##### Input data #####

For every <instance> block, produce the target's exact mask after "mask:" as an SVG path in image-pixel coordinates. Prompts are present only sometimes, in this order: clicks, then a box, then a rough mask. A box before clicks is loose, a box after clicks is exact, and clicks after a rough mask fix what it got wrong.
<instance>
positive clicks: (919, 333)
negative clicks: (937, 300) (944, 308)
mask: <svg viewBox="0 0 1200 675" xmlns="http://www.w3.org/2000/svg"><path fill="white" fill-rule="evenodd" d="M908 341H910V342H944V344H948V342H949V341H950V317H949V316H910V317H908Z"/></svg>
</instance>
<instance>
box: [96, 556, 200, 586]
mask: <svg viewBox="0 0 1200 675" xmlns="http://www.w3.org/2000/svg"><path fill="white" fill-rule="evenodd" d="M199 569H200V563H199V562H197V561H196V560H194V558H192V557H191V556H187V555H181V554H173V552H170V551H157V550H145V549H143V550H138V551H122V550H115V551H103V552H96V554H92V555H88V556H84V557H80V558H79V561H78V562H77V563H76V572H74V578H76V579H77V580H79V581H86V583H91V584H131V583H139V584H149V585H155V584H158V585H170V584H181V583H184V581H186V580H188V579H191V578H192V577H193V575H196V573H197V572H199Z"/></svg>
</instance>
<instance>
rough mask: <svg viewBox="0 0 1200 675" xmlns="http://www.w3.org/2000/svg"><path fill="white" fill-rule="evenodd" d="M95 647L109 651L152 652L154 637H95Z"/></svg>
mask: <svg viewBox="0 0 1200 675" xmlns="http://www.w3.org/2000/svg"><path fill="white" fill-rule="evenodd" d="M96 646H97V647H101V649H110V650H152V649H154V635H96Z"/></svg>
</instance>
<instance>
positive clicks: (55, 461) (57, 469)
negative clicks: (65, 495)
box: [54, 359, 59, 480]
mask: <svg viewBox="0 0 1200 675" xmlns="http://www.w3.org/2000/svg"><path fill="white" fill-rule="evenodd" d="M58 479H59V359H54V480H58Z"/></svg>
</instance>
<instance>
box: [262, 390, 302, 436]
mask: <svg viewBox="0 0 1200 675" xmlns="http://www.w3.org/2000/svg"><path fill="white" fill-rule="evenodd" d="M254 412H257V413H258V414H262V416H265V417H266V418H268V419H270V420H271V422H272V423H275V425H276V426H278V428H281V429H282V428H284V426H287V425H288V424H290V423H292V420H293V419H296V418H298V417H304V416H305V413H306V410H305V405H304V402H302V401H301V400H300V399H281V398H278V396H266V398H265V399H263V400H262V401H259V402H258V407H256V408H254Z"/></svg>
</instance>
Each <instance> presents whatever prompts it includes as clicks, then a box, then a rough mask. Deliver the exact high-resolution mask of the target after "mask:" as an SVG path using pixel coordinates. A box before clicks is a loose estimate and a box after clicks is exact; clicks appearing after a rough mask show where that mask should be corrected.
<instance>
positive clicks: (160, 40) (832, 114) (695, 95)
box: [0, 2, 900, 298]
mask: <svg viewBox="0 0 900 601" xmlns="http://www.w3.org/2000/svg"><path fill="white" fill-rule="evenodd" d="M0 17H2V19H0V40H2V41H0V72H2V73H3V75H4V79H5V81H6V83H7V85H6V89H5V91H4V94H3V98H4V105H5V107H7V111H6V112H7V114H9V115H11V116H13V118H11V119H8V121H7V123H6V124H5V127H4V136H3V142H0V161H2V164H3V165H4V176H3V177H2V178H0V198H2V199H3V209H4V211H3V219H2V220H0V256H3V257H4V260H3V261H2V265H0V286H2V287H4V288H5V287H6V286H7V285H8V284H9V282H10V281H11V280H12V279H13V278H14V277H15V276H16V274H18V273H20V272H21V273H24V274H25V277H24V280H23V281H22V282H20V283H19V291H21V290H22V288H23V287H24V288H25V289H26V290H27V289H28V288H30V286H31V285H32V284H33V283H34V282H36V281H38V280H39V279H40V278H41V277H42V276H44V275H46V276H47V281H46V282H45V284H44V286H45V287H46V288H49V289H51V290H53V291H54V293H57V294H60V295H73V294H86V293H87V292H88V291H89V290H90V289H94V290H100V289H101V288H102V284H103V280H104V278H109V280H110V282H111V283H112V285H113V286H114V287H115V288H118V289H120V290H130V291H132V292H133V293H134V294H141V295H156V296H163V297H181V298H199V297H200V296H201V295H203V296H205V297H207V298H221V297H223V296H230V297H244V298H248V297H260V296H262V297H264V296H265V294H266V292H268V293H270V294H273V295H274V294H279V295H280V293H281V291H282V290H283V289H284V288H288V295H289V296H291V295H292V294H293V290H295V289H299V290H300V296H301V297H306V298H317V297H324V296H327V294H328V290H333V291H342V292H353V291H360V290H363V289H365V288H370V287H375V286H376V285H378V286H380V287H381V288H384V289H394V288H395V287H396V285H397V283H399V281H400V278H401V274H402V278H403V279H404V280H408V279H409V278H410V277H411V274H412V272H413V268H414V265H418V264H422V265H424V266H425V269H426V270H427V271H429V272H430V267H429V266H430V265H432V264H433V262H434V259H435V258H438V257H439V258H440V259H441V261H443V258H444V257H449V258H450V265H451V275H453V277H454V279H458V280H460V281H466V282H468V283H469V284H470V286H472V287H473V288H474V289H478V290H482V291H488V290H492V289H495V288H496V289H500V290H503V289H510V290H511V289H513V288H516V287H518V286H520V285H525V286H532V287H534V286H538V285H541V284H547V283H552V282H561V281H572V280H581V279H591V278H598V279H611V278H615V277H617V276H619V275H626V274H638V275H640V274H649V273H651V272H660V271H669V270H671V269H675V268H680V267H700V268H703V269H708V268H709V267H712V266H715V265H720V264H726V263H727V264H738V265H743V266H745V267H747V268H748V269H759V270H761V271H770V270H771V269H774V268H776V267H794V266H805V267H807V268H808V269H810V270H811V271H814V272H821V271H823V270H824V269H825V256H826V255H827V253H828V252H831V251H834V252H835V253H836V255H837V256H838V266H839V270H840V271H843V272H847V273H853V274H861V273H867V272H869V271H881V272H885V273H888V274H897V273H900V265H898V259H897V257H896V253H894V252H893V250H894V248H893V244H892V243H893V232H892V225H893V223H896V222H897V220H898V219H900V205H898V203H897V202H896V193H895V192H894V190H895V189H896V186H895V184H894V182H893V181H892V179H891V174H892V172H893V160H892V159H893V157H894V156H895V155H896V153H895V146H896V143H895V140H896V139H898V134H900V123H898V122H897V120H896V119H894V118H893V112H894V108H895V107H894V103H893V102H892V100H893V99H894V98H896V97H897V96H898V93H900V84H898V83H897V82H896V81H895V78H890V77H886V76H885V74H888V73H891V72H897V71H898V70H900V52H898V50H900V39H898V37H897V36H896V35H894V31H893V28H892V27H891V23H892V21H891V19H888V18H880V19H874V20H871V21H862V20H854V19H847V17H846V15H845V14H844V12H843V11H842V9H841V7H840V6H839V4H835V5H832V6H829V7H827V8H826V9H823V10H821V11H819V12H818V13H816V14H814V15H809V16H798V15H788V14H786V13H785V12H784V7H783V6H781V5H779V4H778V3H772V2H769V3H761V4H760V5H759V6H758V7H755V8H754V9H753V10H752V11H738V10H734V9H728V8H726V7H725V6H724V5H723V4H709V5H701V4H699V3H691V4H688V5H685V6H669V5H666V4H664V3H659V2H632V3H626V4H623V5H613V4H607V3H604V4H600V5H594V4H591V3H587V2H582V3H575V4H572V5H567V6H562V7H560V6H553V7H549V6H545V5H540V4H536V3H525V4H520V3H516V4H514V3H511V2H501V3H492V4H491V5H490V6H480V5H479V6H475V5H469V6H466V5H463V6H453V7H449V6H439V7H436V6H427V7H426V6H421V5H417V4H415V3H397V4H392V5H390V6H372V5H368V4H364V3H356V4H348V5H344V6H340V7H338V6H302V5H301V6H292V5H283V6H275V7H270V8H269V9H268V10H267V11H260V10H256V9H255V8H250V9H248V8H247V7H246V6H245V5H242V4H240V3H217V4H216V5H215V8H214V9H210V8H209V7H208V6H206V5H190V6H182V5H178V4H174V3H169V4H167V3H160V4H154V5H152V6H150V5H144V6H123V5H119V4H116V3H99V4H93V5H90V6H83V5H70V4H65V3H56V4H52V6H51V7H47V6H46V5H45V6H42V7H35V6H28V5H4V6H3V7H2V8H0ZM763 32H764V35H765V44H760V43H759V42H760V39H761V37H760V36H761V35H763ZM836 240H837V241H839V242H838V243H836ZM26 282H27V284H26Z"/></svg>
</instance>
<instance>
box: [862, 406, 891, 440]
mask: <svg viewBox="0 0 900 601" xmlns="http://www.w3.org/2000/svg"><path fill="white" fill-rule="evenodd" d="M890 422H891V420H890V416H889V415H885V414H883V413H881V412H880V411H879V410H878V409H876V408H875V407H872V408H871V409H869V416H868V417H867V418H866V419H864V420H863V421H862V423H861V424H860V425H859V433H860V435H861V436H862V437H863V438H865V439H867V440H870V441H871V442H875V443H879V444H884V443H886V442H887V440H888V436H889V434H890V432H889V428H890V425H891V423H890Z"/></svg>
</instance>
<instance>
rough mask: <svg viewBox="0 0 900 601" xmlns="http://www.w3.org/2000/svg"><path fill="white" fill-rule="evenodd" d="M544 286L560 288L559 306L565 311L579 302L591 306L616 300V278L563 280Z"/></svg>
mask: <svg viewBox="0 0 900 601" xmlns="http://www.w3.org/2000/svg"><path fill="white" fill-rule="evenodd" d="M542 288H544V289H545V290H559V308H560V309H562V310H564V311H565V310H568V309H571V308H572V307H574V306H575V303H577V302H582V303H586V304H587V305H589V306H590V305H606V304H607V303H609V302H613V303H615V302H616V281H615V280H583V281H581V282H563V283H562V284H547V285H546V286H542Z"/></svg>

#####

* **Exercise**: Write only the number of lines in the entries that contain the word "loose".

* **Written answer**: 2